Excerpted text:
★ ★ ★ ★ ★

# make african black soap



## Rigneylane (Feb 11, 2017)

African black soap made with sodium hydroxide


----------



## shunt2011 (Feb 11, 2017)

Are you asking how to make it?


----------



## IrishLass (Feb 11, 2017)

Ditto what Shari said (we were posting at the same time, lol). 

IrishLass


----------



## cherrycoke216 (Feb 11, 2017)

Are you asking for modern African black soap recipe?
Traditional African black soap is using burnt plantain leaf, cocoa pod, coconut shells ( depending on the region ). It may be an idea to start from scratch just add these burnt stuff as additives. So you can incorporate NaOH.


----------



## Gerry (Feb 11, 2017)

cherrycoke216 said:


> Are you asking for modern African black soap recipe?
> Traditional African black soap is using burnt plantain leaf, cocoa pod, coconut shells ( depending on the region ). It may be an idea to start from scratch just add these burnt stuff as additives. So you can incorporate NaOH.



I've made black soap using coconut AC.  But I wouldn't call it "African Black Soap"... more like "Canadian Black Soap"? 

Edit:  On the AC label, it says the source of the coconut husk/shells is from Philippines.  Can I still call it Canadian Black Soap? Hahaha


----------



## cherrycoke216 (Feb 12, 2017)

Gerry said:


> I've made black soap using coconut AC.  But I wouldn't call it "African Black Soap"... more like "Canadian Black Soap"?
> 
> Edit:  On the AC label, it says the source of the coconut husk/shells is from Philippines.  Can I still call it Canadian Black Soap? Hahaha




Hahahaha very cute! Food for thought indeed. 
But I guess it's like Castile soap, Aleppo soap, etc. If people around the world using the traditional recipe even traditional method, what are we getting out of the soap pot?!


----------



## Susie (Feb 12, 2017)

I looked on YouTube for a tutorial, there are several.  Here is the first:

[ame]https://www.youtube.com/watch?v=0QUOD1baLqY[/ame]

I have never made it or researched it, so I can't say whether it is right or not.

★ ★ ★ ★ ★

Data excerpts:
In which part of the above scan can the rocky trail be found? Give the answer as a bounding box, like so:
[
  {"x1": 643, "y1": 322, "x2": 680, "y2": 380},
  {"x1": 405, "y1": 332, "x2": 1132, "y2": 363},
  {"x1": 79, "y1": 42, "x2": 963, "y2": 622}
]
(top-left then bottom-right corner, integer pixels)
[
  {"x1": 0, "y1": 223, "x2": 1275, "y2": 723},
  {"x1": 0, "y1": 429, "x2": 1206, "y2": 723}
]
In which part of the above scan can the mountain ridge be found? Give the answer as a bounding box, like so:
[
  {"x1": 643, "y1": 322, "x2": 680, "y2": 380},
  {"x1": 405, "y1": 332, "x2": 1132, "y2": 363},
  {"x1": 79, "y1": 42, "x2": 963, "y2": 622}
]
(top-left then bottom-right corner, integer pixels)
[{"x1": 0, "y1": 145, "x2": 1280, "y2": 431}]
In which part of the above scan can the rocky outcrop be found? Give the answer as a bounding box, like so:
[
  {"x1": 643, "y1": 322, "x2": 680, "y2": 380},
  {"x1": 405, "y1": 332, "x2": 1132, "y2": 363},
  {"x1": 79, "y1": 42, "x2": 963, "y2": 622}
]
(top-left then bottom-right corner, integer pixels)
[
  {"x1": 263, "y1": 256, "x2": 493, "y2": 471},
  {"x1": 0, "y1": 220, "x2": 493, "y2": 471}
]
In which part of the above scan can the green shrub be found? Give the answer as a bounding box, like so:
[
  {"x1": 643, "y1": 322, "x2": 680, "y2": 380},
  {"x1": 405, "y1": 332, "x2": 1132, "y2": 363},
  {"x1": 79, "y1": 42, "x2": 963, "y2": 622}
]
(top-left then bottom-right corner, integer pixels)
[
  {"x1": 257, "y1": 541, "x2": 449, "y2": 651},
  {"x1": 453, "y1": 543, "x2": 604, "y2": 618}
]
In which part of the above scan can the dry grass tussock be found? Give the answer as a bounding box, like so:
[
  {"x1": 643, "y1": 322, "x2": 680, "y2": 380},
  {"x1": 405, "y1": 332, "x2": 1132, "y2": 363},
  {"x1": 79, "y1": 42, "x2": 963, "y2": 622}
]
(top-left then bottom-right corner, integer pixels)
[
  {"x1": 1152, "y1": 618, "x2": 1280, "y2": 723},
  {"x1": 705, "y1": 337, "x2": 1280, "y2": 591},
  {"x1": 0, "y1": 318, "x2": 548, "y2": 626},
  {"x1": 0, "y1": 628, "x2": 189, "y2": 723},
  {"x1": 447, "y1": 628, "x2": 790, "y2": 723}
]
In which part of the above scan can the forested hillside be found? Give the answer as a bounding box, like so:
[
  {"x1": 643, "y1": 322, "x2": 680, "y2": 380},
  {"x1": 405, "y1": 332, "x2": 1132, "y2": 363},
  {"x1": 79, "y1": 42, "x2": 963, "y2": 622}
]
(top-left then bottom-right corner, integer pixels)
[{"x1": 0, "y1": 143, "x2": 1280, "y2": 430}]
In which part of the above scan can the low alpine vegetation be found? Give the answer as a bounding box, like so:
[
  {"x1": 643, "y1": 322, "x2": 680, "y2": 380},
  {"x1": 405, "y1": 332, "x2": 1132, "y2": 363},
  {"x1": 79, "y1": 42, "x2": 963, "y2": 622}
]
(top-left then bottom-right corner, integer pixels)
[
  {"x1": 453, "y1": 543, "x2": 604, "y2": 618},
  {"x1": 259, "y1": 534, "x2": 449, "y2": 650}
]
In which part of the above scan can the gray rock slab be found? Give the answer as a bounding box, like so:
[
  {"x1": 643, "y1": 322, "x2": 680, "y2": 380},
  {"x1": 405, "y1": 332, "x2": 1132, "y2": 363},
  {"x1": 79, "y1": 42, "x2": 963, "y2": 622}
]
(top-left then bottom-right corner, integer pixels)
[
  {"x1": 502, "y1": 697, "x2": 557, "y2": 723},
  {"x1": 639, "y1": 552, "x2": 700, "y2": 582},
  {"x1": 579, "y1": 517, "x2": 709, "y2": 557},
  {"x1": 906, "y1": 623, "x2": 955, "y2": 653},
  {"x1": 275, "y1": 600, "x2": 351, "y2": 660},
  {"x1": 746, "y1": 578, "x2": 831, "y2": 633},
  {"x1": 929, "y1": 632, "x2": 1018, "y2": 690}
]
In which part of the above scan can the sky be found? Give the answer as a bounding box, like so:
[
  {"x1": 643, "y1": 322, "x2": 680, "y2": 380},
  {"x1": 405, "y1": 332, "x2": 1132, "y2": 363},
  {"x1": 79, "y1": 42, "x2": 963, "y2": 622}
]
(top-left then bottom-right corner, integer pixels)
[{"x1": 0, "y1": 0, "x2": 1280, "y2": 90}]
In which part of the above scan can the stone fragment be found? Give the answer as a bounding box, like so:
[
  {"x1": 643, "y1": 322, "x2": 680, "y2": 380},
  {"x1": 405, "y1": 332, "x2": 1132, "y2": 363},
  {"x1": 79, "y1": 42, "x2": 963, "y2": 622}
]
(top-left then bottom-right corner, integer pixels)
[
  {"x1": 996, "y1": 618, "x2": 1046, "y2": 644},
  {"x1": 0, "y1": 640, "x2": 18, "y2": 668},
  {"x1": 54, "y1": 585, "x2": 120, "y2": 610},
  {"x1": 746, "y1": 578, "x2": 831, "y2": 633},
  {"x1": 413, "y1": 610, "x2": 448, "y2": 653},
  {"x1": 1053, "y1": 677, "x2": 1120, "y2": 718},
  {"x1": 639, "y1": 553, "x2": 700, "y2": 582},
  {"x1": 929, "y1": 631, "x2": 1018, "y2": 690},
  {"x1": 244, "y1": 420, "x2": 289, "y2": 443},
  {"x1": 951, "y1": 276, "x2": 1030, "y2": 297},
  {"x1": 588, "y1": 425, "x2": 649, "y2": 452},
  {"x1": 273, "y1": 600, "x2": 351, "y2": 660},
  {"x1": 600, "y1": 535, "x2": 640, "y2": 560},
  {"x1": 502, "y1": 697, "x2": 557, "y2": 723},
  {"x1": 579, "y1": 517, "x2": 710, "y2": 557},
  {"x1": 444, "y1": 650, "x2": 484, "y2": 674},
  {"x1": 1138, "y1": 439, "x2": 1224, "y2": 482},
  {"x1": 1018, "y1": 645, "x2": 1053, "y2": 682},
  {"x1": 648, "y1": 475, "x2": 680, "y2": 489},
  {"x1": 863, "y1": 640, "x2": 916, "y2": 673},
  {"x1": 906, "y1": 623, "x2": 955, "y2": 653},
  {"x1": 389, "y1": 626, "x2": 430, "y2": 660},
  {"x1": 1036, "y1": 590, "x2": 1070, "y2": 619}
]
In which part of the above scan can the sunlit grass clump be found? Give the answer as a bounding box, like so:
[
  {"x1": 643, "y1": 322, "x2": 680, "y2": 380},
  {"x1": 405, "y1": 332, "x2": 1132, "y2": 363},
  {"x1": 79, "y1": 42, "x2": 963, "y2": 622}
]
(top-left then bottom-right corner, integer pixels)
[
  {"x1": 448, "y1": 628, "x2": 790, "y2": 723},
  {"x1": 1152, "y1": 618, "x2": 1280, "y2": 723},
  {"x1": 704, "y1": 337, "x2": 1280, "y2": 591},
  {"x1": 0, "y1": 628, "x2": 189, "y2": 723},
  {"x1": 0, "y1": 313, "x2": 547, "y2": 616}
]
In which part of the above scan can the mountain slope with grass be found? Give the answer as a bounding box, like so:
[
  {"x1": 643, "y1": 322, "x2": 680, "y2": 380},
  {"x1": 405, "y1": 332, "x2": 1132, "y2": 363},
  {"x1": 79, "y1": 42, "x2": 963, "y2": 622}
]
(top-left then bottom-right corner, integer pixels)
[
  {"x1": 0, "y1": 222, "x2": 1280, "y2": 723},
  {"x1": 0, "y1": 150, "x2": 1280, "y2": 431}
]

★ ★ ★ ★ ★

To-do list:
a – Answer these from the African black soap thread:
(i) Which burnt materials does cherrycoke216 name as used in traditional African black soap?
(ii) According to the AC label Gerry mentions, where do the coconut husk/shells come from?
(iii) Where did Susie look for a tutorial?
b – Carry on the African black soap thread with the next post after Susie's.
The records are material separate from the African black soap thread.

Solved tasks:
a –
(i) Burnt plantain leaf, cocoa pod, and coconut shells
(ii) The Philippines
(iii) YouTube

b –
----------



## cherrycoke216 (Feb 12, 2017)

Susie said:


> I looked on YouTube for a tutorial, there are several.  Here is the first:
> 
> https://www.youtube.com/watch?v=0QUOD1baLqY
> 
> I have never made it or researched it, so I can't say whether it is right or not.




Very simple and easy to follow video. But have to buy the African soap powder. This one pops out right after I saw your vid. 
https://youtu.be/E8GlJ_TvvQw

I have stuffy nose and cough so much my rib hurts. So I sit up and saw this one through. Nigerian channel. Though most of the time they are taking native language, but the colorful dressed man did a great job using English to explain their traditional way. 

They hot process the soap, using pestle to beat the soap batter/ dough, ( is it gonna change soap molecule structure faster, like we stickblender it? ) add some suspicious white powder ( around 20:00 ), back in the hot process pot.
It's late, so I only remember plantain leaves... Might be other things are also included ( they write a simple explanation in Description box .
Very cool. 10 minutes in, there's some background music sounds like Europe indie band or any country's experimental band, very calming and cool.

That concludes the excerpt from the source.